- TEXTAUSZUG:
Und plötzlich steuerpflichtig?
Zum 1. Juli wurden die Renten um über 3 % angehoben – und mehr als 20 Millionen Rentner profitieren von den höheren Bezügen. Doch Vorsicht: Mit der Anhebung der Rente rutschen viele Senioren zum ersten Mal in die Steuerpflicht und müssen eine Steuererklärung abgeben. Ob und wie viel Rente versteuert werden muss, hängt von der Höhe des Gesamteinkommens und vom Jahr des Renteneintritts ab. Die wichtigsten Fragen rund ums Thema Rentenbesteuerung beantwortet Kathrin Köhler-Stahl, Beratungsstellenleiterin des Steuerrings, in einem Interview.
Wie hoch fällt die Rentenerhöhung aus?
Aufgrund der guten Entwicklung der Beschäftigungen und Löhne, wurden die Renten zum 1. Juli spürbar angehoben: Im Westen legten die Bezüge um 3,18 Prozent zu, im Osten sogar um 3,91 Prozent. Während sich die meisten Rentner über die Erhöhung freuen können, müssen laut Bundesfinanzministerium etwa 48.000 Rentner damit rechnen, dass sie erstmals steuerpflichtig werden.
Warum werden Renten überhaupt besteuert?
Renten zählen zu den steuerpflichtigen Einkünften – so wie alle anderen Einkünfte, die man beispielsweise aus Arbeit oder Vermietung hat. Ob auf die Rente tatsächlich eine Steuer zu zahlen ist, hängt vom Einzelfall ab.

- BEREITGESTELLTE DATENSÄTZE:
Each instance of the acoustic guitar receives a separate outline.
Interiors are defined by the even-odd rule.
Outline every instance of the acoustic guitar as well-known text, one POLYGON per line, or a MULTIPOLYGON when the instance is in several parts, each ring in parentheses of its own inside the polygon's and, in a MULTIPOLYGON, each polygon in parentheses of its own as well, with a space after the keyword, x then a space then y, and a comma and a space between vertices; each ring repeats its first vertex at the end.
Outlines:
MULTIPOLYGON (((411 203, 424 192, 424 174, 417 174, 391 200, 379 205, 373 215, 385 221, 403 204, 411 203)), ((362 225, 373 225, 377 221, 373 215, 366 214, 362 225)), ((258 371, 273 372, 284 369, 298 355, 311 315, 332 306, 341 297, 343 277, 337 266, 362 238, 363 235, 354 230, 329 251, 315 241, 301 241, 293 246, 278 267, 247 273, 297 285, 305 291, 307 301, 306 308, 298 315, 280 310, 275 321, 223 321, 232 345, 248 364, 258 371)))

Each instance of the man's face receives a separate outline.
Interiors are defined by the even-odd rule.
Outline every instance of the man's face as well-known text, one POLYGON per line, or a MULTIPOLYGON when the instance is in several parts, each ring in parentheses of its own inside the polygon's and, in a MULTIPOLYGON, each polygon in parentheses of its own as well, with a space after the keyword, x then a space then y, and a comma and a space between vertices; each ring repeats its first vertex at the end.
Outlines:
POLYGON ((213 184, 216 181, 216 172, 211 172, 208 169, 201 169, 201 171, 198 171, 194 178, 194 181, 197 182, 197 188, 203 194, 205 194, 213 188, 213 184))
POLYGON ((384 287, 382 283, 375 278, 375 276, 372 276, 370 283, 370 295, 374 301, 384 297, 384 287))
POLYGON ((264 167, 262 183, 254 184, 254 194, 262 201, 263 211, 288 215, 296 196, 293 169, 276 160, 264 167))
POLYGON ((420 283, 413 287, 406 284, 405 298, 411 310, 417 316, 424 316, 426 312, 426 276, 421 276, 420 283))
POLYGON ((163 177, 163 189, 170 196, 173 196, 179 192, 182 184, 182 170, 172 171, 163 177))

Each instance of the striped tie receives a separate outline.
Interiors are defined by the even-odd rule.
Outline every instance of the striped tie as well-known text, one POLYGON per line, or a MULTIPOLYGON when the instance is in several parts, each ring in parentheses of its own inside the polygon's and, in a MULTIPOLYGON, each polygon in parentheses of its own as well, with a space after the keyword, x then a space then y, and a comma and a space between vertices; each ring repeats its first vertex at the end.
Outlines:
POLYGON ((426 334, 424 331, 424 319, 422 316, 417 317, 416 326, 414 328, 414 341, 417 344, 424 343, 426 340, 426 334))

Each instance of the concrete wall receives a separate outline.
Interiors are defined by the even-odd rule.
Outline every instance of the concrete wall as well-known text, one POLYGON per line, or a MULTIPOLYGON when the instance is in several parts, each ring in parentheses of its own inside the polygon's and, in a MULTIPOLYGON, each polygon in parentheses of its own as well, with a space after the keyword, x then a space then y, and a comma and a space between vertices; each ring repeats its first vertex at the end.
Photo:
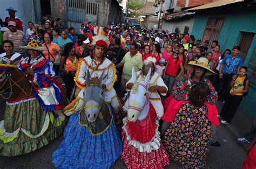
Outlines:
POLYGON ((33 8, 33 0, 8 0, 0 1, 0 13, 1 18, 3 22, 7 17, 9 17, 8 11, 6 9, 9 7, 12 7, 17 10, 16 16, 20 18, 23 23, 24 29, 23 31, 26 32, 28 29, 28 22, 29 21, 35 22, 35 11, 33 8))
MULTIPOLYGON (((234 45, 239 44, 241 36, 241 31, 256 33, 256 23, 252 21, 256 18, 256 12, 248 10, 247 12, 237 11, 235 15, 231 13, 230 15, 214 15, 214 16, 196 15, 191 34, 193 34, 196 39, 202 39, 208 18, 212 17, 225 17, 223 28, 218 39, 221 47, 221 52, 223 52, 226 48, 232 50, 234 45)), ((244 66, 248 67, 249 65, 251 65, 254 67, 256 67, 255 46, 256 36, 254 36, 254 38, 244 61, 244 66)), ((251 72, 255 71, 255 69, 253 67, 250 69, 250 67, 249 69, 248 74, 250 75, 251 72)), ((251 83, 250 92, 248 95, 244 98, 240 107, 242 107, 244 111, 250 116, 256 116, 256 79, 250 78, 250 80, 251 83)))
POLYGON ((163 21, 162 30, 168 30, 169 32, 173 32, 175 31, 175 28, 179 27, 180 33, 183 33, 184 32, 185 26, 188 26, 188 33, 191 33, 193 25, 194 24, 194 18, 190 18, 187 19, 184 19, 181 20, 172 20, 168 22, 166 20, 163 21))
POLYGON ((64 24, 66 23, 66 8, 65 0, 50 0, 51 13, 52 19, 56 20, 57 18, 62 19, 64 24))
POLYGON ((143 26, 147 27, 148 29, 157 29, 158 21, 157 20, 157 16, 147 16, 144 23, 143 26))

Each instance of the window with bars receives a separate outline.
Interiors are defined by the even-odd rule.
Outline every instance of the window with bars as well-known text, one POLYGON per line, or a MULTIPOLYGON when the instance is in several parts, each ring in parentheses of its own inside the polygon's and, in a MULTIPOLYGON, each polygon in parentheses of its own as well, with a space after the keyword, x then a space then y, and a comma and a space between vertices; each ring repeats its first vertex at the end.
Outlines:
POLYGON ((208 40, 209 44, 211 44, 213 40, 218 40, 224 22, 224 18, 223 17, 208 18, 204 33, 203 41, 208 40))
POLYGON ((239 45, 241 47, 239 55, 242 58, 242 60, 245 60, 254 37, 254 33, 246 32, 241 32, 241 36, 239 45))

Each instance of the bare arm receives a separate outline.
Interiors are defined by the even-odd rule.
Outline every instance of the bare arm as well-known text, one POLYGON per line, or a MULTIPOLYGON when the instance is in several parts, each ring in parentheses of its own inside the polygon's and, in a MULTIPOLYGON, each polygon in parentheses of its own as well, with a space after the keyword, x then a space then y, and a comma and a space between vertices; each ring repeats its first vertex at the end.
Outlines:
POLYGON ((183 65, 182 64, 182 62, 179 64, 179 67, 180 67, 181 70, 178 76, 177 76, 176 79, 178 79, 179 77, 180 77, 182 73, 183 73, 183 71, 184 71, 184 68, 183 67, 183 65))
POLYGON ((123 66, 124 65, 124 63, 120 62, 117 66, 116 66, 116 68, 118 68, 121 67, 123 66))
POLYGON ((60 58, 60 60, 59 61, 59 71, 68 73, 68 71, 66 71, 64 68, 65 60, 65 57, 62 56, 60 58))

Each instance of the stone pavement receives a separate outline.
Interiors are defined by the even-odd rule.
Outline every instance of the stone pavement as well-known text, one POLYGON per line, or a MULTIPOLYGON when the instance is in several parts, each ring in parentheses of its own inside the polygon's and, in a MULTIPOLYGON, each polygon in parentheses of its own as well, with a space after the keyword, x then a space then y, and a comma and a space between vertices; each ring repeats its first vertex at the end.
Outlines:
MULTIPOLYGON (((217 107, 220 109, 222 103, 218 102, 217 107)), ((0 119, 3 119, 5 104, 0 100, 0 119)), ((251 128, 252 119, 242 111, 239 111, 232 123, 221 124, 218 127, 218 141, 221 147, 211 147, 209 151, 206 168, 241 168, 242 161, 247 157, 244 146, 235 142, 237 137, 242 136, 251 128)), ((30 153, 14 157, 0 157, 1 168, 53 168, 51 163, 52 152, 58 147, 62 137, 59 137, 49 145, 30 153)), ((111 168, 126 168, 120 158, 111 168)), ((181 168, 173 161, 166 168, 181 168)))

- GESTELLTE AUFGABE 1:
Gib an, in wie vielen Zeilen der Datensätze die Zeichenfolge „concrete“ vorkommt, und nenne dabei nur die Zahl.
- GESTELLTE AUFGABE 2:
Führe den Text über die Besteuerung von Renten nach seinem letzten Satz weiter.

- AUSGABE 1:
2

- AUSGABE 2:
Was ist für den Einzelfall wichtig?
Für die Rentenbesteuerung ist im Einzelfall wichtig, seit wann die Rente gezahlt wird. Dieser Zeitpunkt bestimmt jenen Rentenanteil, der steuerpflichtig ist – den sogenannten Besteuerungsanteil.
Und dieser Besteuerungsanteil steigt stetig an?
Ja. Bei Renten aus der gesetzlichen Rentenversicherung, die 2005 oder früher begonnen haben, sind 50 Prozent der Renten steuerpflichtig. Der Besteuerungsanteil steigt dann für jeden neuen Rentenjahrgang an. Wer 2018 in den Ruhestand ging, musste 76 Prozent versteuern, 2019 sind es bereits 78 Prozent. Für Neurentner ab dem Jahr 2040 gehören dann 100 Prozent der Rente zum steuerpflichtigen Einkommen.
Und wie wird die Rentenerhöhung besteuert?
Die jährlichen Rentenanpassungen sind in voller Höhe steuerpflichtig.
Gibt es denn einen Grundfreibetrag für Rentner?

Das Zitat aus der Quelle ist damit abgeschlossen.